**TASKS TO CARRY OUT**:
1. Reproduce the passage of the forum thread on CSV speed that begins with the words containing "IF you have" and ends with "#3 (permalink)".
2. Show each line of the rows that contains the word "mirror".

**TEXT BLOCK**:

I can tell you that depending on the size of your files is going to
dictate the route you want to go. I have a CSV with 568,000+ lines with
19 different pieces to each line. The files are around 180M apiece and
it takes my server about 2 seconds to run a system grep against the
files. I can run a recursive call 7 times against a MySQL database with
the same information and it takes it about 4 seconds.

IF you have system call ability, a grep wouldn't be bad, otherwise I'd
suggest loading the csv files into MySQL tables and checking them for
the information, then dropping the tables when you get the next files.
You can backup the databases such as a cron job overnight even.

HTH,
Wolf

Reply With Quote
  #3 (permalink)  
Old 03-11-2008
Danny Brow
 
Posts: n/a
Default Re: [PHP] CSV speed

On Mon, 2008-03-10 at 22:36 -0400, Wolf wrote:
> Danny Brow wrote:
> > I have about 10 csv files I need to open to access data. It takes a lot
> > of time to search each file for the values I need. Would it be best to
> > just dump all the cvs files to an SQL db and then just grab what I need
> > from there? I'm starting to think it would make a lot of sense. What do
> > you guys think?

**INPUT RECORDS**:
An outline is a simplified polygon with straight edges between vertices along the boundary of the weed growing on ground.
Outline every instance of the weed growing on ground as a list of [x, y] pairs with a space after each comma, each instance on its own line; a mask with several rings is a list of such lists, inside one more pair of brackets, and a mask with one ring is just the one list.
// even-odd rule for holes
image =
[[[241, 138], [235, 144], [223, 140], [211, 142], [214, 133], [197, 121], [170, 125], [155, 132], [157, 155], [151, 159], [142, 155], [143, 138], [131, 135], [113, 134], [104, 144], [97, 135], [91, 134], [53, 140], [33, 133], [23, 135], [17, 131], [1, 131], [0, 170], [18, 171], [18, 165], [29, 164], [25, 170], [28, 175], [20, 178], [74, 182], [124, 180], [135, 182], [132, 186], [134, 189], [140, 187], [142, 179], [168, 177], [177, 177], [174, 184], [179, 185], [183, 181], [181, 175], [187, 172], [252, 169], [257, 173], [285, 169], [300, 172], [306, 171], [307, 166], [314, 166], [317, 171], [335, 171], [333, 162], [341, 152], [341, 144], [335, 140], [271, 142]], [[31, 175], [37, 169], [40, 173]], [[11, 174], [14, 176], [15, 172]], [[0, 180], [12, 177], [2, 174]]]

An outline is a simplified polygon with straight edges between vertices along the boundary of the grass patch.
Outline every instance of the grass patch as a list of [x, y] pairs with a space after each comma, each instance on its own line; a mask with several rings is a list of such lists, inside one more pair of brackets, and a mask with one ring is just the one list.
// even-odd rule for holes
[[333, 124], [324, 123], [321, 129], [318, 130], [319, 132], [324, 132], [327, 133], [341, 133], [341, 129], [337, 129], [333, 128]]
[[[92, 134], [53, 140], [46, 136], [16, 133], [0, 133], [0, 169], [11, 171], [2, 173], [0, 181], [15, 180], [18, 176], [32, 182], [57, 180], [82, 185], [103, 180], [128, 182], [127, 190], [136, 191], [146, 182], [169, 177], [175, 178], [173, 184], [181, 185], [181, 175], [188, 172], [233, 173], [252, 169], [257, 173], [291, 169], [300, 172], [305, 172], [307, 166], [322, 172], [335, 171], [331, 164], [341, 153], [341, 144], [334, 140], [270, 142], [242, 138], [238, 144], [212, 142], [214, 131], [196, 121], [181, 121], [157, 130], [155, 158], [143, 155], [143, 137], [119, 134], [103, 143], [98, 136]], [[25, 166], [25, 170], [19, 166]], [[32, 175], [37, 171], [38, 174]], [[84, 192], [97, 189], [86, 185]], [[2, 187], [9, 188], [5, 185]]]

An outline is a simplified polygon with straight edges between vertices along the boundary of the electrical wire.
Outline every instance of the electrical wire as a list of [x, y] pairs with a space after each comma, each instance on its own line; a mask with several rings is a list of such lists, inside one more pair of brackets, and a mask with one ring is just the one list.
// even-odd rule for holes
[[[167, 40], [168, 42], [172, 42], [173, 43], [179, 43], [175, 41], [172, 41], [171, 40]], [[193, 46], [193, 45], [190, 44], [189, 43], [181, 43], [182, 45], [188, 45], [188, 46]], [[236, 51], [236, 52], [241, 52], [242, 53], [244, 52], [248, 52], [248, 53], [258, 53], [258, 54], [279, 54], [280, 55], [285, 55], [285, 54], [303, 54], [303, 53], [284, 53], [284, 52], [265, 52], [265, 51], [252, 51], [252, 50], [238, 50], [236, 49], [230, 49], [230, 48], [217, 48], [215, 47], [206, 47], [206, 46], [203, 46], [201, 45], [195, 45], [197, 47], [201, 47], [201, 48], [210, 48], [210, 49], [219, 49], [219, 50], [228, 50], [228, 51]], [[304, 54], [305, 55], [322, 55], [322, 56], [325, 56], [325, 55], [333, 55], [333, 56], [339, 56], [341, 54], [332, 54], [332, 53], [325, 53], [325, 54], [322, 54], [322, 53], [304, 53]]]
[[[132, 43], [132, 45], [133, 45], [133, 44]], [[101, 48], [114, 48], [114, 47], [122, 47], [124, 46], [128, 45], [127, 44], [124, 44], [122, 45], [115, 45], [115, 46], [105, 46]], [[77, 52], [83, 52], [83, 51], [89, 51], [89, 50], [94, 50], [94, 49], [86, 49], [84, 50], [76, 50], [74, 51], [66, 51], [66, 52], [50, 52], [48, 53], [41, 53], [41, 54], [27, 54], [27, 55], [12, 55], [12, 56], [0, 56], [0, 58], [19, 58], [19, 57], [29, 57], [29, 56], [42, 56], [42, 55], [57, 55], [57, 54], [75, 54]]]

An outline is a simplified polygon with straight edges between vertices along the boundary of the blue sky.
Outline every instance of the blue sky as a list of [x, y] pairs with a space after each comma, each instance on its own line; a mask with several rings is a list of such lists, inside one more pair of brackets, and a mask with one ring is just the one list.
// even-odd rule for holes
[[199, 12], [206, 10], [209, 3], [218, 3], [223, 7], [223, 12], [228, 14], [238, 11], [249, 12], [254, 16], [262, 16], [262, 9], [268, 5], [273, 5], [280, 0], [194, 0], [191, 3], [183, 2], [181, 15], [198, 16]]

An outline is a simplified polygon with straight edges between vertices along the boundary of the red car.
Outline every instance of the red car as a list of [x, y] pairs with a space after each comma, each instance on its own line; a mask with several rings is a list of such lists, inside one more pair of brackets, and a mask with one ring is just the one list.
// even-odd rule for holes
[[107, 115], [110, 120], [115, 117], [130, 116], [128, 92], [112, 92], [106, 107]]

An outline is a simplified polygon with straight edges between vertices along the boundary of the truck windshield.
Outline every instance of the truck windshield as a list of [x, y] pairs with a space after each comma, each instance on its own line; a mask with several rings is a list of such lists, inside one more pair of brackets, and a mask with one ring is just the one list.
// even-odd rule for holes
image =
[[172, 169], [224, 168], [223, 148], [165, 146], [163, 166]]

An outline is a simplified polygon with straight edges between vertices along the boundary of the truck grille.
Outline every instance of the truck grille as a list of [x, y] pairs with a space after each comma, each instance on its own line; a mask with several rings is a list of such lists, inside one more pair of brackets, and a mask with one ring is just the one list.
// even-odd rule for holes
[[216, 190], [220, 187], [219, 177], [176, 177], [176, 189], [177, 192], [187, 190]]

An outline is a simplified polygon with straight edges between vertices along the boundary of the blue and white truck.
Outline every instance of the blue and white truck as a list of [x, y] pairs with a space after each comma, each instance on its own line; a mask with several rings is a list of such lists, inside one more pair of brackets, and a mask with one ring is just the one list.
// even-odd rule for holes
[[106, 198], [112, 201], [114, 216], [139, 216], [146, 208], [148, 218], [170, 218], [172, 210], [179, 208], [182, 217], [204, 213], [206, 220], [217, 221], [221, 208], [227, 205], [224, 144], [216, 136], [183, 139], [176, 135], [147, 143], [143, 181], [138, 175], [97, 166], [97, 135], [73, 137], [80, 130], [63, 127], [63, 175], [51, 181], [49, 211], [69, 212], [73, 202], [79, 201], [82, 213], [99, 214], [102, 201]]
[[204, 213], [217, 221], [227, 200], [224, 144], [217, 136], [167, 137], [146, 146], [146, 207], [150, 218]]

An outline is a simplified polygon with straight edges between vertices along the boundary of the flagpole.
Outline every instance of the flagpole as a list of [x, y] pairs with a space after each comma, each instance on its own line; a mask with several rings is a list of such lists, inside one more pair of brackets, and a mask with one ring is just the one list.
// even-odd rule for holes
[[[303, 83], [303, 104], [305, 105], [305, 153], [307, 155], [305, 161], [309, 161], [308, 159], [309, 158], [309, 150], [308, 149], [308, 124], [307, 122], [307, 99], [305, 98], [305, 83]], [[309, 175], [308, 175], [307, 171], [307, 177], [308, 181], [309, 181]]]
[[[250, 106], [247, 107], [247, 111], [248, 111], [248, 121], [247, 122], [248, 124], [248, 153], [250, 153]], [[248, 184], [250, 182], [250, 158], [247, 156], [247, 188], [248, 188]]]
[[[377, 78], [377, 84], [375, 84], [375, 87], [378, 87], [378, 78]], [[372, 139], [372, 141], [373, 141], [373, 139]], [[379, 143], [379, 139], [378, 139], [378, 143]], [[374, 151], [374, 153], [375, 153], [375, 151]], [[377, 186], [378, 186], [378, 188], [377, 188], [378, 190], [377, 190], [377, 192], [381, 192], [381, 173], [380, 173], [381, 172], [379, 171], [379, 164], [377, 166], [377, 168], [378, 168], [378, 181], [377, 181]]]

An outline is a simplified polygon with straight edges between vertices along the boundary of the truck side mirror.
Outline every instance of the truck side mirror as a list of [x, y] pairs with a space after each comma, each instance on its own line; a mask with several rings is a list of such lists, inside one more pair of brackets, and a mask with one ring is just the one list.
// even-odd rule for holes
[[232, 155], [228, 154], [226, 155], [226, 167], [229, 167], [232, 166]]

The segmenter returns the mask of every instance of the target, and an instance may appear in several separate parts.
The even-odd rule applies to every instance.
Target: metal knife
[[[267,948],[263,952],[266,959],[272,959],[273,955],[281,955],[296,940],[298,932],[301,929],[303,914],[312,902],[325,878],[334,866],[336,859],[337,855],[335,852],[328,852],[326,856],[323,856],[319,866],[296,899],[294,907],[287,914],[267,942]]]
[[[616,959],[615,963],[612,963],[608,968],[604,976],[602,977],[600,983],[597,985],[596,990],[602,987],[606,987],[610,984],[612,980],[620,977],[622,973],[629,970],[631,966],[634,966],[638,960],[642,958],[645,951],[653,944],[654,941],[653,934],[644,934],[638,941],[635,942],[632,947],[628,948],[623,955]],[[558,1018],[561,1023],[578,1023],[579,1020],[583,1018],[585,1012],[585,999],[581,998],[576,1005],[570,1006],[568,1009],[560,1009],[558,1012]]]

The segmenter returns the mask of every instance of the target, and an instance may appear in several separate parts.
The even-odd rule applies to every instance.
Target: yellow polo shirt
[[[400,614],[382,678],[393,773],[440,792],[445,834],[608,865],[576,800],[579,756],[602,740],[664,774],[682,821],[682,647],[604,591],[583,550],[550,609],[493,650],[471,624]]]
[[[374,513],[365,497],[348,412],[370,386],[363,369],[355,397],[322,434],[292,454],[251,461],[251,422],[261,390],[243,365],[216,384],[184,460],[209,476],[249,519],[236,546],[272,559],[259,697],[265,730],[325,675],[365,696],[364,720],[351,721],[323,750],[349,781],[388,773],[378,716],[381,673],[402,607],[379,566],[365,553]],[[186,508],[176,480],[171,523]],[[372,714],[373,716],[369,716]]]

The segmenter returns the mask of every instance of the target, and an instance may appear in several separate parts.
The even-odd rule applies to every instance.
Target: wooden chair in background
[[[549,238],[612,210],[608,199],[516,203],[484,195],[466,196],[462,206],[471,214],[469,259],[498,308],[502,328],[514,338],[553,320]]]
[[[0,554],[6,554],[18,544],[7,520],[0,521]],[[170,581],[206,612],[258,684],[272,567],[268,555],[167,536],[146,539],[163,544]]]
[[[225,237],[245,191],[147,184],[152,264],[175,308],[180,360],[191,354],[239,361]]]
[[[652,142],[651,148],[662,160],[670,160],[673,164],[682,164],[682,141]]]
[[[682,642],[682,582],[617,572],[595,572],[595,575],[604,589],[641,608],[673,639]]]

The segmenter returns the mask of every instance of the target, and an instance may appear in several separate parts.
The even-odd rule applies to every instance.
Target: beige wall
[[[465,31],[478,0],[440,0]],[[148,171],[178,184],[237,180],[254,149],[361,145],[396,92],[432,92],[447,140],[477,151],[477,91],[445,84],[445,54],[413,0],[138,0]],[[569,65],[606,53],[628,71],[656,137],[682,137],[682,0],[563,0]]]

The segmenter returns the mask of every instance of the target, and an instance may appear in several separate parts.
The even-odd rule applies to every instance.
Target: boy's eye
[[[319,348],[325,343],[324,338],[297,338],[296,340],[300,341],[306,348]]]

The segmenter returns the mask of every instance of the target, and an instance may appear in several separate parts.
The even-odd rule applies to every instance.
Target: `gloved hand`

**SOLUTIONS**:
1.
IF you have system call ability, a grep wouldn't be bad, otherwise I'd
suggest loading the csv files into MySQL tables and checking them for
the information, then dropping the tables when you get the next files.
You can backup the databases such as a cron job overnight even.

HTH,
Wolf

Reply With Quote
  #3 (permalink)

2.
An outline is a simplified polygon with straight edges between vertices along the boundary of the truck side mirror.
Outline every instance of the truck side mirror as a list of [x, y] pairs with a space after each comma, each instance on its own line; a mask with several rings is a list of such lists, inside one more pair of brackets, and a mask with one ring is just the one list.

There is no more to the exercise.